Mettez sous forme de tableau Markdown les lignes allant de celle qui contient « Where can you see the woman » jusqu'à la dernière ligne, toutes deux comprises, en laissant de côté les lignes vides. Utilisez deux colonnes : « n° » pour le numéro de rang et « Ligne » pour la ligne.

○ ○ ○

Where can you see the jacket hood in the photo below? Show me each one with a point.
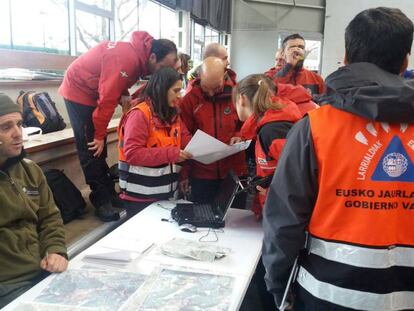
(142, 43)
(370, 92)
(290, 113)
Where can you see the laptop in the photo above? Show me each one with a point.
(209, 215)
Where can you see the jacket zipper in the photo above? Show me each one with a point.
(216, 135)
(14, 186)
(220, 117)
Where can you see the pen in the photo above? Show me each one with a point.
(46, 256)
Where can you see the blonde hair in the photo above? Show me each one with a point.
(258, 89)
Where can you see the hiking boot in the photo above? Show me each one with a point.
(116, 201)
(107, 213)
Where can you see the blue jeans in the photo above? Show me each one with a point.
(95, 169)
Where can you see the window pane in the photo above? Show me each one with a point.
(168, 25)
(4, 24)
(102, 4)
(211, 36)
(40, 25)
(197, 53)
(313, 57)
(90, 30)
(126, 19)
(149, 17)
(198, 32)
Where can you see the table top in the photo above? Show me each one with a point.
(242, 234)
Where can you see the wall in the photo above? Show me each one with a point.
(13, 89)
(256, 27)
(338, 17)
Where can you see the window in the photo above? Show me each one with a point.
(158, 21)
(126, 19)
(5, 33)
(74, 26)
(90, 30)
(101, 4)
(313, 55)
(169, 29)
(48, 25)
(211, 36)
(149, 17)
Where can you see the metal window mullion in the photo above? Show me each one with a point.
(92, 9)
(72, 28)
(11, 25)
(112, 22)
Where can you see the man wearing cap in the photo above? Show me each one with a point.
(32, 237)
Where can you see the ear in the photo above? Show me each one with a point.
(244, 101)
(404, 65)
(152, 59)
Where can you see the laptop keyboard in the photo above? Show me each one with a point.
(204, 211)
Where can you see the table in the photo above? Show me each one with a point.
(242, 233)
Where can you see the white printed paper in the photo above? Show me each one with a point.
(207, 149)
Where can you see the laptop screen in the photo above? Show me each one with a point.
(225, 195)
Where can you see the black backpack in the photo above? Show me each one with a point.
(67, 197)
(39, 110)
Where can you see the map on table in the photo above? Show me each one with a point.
(173, 290)
(90, 289)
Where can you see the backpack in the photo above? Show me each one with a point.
(67, 197)
(39, 110)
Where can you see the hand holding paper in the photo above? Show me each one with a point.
(207, 149)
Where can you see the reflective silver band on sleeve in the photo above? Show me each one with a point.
(140, 189)
(355, 299)
(362, 256)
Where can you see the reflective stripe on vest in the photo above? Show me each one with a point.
(150, 191)
(150, 182)
(362, 256)
(349, 298)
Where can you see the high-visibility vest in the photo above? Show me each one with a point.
(145, 182)
(361, 250)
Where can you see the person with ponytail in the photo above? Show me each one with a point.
(151, 142)
(267, 119)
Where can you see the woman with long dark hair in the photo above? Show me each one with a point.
(151, 140)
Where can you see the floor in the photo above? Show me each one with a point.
(78, 228)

○ ○ ○

• [Exercice corrigé]
| n° | Ligne |
|---|---|
| 1 | Where can you see the woman with long dark hair in the photo above? Show me each one with a point. |
| 2 | (151, 140) |
| 3 | Where can you see the floor in the photo above? Show me each one with a point. |
| 4 | (78, 228) |